### What needs to be done:
Locate the line containing "point: framed picture", then please write out that line and all the lines below it in the entries exactly.

### Supplied information:

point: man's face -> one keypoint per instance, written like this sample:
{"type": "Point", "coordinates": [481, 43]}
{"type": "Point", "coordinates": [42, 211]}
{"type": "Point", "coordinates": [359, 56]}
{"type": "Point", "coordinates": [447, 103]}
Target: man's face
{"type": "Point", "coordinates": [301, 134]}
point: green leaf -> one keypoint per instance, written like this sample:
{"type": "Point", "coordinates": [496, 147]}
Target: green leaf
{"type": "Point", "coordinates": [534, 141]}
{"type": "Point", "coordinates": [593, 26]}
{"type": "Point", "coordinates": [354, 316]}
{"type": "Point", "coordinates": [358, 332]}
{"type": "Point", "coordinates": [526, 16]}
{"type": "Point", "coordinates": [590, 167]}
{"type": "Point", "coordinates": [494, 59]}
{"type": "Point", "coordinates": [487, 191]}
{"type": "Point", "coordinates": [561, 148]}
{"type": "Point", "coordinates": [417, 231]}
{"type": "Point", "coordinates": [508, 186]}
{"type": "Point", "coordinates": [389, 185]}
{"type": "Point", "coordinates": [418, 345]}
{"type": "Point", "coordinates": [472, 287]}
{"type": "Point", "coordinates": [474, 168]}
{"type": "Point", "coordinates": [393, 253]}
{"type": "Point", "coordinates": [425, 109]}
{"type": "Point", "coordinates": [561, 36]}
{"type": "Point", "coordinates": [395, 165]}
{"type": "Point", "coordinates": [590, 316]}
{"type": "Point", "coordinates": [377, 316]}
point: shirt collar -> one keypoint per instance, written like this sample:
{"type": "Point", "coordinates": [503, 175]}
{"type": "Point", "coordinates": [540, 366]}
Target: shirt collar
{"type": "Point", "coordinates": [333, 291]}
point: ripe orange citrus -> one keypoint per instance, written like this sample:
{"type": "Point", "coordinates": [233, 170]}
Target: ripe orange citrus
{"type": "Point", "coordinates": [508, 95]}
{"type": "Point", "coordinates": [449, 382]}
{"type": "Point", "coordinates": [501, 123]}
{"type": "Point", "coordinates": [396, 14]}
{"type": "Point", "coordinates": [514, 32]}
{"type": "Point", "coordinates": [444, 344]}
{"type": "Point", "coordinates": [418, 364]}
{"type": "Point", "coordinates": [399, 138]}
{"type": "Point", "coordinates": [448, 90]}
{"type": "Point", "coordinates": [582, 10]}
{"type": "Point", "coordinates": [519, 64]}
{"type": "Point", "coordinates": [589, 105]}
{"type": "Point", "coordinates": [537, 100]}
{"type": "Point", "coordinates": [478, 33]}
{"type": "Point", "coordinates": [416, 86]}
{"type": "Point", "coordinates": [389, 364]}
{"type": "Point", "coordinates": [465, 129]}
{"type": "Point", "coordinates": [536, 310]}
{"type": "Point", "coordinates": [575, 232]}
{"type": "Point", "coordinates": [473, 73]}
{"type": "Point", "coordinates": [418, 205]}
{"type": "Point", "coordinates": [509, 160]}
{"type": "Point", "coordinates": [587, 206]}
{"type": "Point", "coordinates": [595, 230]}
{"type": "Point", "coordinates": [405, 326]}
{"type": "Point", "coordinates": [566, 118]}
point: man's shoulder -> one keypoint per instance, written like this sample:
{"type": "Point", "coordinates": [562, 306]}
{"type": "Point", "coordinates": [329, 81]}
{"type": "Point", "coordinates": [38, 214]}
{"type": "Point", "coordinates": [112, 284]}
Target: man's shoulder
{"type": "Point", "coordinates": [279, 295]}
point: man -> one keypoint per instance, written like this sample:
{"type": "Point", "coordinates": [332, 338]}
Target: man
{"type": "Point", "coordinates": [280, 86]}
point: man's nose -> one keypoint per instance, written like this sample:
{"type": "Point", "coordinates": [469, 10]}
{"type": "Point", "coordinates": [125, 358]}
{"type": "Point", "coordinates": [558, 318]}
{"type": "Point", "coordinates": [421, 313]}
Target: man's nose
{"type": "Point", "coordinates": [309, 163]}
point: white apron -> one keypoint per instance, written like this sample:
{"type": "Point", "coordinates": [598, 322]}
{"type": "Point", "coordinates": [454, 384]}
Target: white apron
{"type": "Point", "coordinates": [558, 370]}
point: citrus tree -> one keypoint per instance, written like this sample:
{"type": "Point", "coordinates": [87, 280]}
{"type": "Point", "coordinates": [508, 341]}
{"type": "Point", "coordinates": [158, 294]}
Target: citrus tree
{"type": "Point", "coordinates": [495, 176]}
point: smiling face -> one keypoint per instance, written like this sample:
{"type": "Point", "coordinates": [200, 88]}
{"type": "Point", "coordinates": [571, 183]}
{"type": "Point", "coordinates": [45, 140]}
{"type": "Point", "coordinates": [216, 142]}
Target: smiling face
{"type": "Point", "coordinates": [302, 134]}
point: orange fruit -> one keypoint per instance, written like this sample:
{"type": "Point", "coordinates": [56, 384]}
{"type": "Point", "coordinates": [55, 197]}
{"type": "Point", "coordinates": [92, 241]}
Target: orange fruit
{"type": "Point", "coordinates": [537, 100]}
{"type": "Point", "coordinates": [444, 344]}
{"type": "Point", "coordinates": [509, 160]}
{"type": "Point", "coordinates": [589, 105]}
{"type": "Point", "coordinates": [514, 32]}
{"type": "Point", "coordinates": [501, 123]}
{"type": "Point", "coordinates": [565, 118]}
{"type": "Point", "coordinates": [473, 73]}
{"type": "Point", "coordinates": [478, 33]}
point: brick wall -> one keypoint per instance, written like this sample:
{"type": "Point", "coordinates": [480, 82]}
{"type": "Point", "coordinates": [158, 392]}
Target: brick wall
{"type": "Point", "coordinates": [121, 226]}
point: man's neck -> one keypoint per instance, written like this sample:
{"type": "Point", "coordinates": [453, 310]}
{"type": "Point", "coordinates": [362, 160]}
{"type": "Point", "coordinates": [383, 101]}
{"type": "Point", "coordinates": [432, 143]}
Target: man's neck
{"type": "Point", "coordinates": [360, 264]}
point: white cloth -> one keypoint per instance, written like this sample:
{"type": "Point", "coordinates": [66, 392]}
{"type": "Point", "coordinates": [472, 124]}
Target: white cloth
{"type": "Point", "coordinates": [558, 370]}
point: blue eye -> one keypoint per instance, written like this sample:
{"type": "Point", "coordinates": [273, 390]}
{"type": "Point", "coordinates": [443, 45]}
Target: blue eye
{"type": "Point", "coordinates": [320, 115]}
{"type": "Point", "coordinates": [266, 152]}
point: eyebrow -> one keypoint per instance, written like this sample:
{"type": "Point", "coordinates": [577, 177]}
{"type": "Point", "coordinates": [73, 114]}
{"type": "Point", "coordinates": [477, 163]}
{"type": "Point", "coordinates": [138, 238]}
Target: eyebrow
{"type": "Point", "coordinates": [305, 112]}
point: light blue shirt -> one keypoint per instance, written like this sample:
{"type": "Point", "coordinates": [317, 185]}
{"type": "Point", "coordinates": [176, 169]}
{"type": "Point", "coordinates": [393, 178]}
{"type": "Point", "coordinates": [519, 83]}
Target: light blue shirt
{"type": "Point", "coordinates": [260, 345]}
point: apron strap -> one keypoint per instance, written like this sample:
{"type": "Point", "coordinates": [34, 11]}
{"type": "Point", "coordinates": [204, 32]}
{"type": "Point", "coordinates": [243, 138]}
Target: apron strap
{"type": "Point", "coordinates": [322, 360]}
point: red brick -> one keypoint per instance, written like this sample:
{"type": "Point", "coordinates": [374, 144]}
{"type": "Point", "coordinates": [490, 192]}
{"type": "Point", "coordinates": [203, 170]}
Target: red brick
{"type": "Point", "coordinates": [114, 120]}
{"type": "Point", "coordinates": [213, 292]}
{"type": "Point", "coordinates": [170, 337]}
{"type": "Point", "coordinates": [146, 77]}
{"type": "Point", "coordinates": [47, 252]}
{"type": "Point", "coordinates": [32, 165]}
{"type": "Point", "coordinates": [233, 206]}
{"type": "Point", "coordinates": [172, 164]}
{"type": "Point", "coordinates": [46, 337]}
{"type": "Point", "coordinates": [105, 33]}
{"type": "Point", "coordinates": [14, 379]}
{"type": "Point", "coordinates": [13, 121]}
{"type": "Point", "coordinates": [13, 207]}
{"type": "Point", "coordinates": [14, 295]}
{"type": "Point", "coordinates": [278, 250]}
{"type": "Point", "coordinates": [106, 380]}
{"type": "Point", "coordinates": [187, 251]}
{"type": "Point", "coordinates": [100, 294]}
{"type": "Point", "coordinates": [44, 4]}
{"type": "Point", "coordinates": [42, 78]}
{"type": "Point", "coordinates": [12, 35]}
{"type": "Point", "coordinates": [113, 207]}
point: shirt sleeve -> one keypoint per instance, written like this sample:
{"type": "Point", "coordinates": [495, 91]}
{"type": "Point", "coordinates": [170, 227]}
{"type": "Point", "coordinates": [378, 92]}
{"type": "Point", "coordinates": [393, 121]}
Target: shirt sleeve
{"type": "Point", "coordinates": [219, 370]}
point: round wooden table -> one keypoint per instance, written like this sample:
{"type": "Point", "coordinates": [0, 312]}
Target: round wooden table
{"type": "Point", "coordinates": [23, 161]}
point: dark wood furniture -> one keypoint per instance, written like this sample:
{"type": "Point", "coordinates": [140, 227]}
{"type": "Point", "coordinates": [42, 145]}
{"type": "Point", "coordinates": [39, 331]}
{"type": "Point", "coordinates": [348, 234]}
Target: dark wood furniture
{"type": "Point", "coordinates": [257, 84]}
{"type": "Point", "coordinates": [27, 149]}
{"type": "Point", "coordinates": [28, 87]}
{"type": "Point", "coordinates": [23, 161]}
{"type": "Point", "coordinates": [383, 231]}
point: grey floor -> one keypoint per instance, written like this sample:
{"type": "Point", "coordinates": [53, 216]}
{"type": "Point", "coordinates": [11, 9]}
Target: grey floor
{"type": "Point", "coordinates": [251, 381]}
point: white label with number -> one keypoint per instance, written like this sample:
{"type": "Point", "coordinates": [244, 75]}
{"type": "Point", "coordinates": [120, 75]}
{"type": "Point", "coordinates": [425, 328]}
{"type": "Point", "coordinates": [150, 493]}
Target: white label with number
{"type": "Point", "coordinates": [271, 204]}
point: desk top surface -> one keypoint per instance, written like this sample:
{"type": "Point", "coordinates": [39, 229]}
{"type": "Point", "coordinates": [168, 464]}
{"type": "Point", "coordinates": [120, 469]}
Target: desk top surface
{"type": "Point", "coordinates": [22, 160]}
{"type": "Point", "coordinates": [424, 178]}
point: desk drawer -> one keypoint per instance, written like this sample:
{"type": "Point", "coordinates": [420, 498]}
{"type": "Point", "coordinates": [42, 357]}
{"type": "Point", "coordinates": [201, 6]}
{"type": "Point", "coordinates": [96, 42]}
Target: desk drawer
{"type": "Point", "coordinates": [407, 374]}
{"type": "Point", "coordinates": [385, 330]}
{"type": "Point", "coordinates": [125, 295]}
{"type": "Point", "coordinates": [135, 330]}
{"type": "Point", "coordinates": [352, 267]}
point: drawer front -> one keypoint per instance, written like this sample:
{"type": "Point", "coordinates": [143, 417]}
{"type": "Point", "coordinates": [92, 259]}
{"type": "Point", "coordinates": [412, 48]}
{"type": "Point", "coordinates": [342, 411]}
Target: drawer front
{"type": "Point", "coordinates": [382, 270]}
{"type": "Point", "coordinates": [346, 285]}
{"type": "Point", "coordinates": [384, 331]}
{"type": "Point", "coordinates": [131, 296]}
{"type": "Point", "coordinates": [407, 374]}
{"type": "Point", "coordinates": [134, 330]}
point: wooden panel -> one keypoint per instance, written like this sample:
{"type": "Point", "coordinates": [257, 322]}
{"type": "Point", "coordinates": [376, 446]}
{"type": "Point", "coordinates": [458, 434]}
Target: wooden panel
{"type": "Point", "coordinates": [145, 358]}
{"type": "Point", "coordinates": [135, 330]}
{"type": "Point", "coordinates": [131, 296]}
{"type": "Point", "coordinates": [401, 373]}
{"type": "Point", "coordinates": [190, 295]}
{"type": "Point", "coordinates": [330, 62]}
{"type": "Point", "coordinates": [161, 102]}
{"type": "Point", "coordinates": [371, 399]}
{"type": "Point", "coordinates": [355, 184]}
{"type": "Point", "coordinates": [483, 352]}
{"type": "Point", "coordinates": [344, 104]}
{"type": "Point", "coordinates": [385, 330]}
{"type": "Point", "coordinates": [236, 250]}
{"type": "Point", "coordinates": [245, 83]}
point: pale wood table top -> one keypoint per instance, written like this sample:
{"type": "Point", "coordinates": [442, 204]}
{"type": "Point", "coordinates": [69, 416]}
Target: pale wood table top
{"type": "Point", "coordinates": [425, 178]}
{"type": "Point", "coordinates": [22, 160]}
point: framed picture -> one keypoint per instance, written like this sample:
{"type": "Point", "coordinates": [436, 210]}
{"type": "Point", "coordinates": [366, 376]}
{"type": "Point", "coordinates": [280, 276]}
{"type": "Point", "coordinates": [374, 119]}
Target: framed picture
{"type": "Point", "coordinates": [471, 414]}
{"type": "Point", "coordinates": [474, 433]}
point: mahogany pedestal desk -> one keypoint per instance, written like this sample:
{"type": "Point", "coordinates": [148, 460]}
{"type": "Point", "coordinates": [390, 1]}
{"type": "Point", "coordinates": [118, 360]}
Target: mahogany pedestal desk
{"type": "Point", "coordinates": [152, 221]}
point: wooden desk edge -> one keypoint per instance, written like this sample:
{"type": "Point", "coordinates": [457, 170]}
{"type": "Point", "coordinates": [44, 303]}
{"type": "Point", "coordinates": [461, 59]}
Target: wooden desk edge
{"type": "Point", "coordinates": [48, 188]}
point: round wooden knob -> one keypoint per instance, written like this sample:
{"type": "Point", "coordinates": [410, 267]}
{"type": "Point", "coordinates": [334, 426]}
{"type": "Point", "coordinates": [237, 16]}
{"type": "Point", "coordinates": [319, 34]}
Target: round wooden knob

### Correct output:
point: framed picture -> one keypoint per instance, written like this sample:
{"type": "Point", "coordinates": [436, 210]}
{"type": "Point", "coordinates": [366, 376]}
{"type": "Point", "coordinates": [280, 276]}
{"type": "Point", "coordinates": [374, 119]}
Target: framed picture
{"type": "Point", "coordinates": [471, 414]}
{"type": "Point", "coordinates": [474, 433]}
point: mahogany pedestal desk -> one keypoint per instance, written like this sample:
{"type": "Point", "coordinates": [148, 460]}
{"type": "Point", "coordinates": [390, 1]}
{"type": "Point", "coordinates": [118, 360]}
Target: mahogany pedestal desk
{"type": "Point", "coordinates": [152, 221]}
point: wooden desk edge -> one keypoint per instance, written like this sample:
{"type": "Point", "coordinates": [457, 170]}
{"type": "Point", "coordinates": [44, 303]}
{"type": "Point", "coordinates": [461, 59]}
Target: wooden desk edge
{"type": "Point", "coordinates": [48, 188]}
point: round wooden knob -> one keypoint per instance, written like this sample:
{"type": "Point", "coordinates": [410, 267]}
{"type": "Point", "coordinates": [334, 426]}
{"type": "Point", "coordinates": [237, 16]}
{"type": "Point", "coordinates": [319, 34]}
Target: round wooden knob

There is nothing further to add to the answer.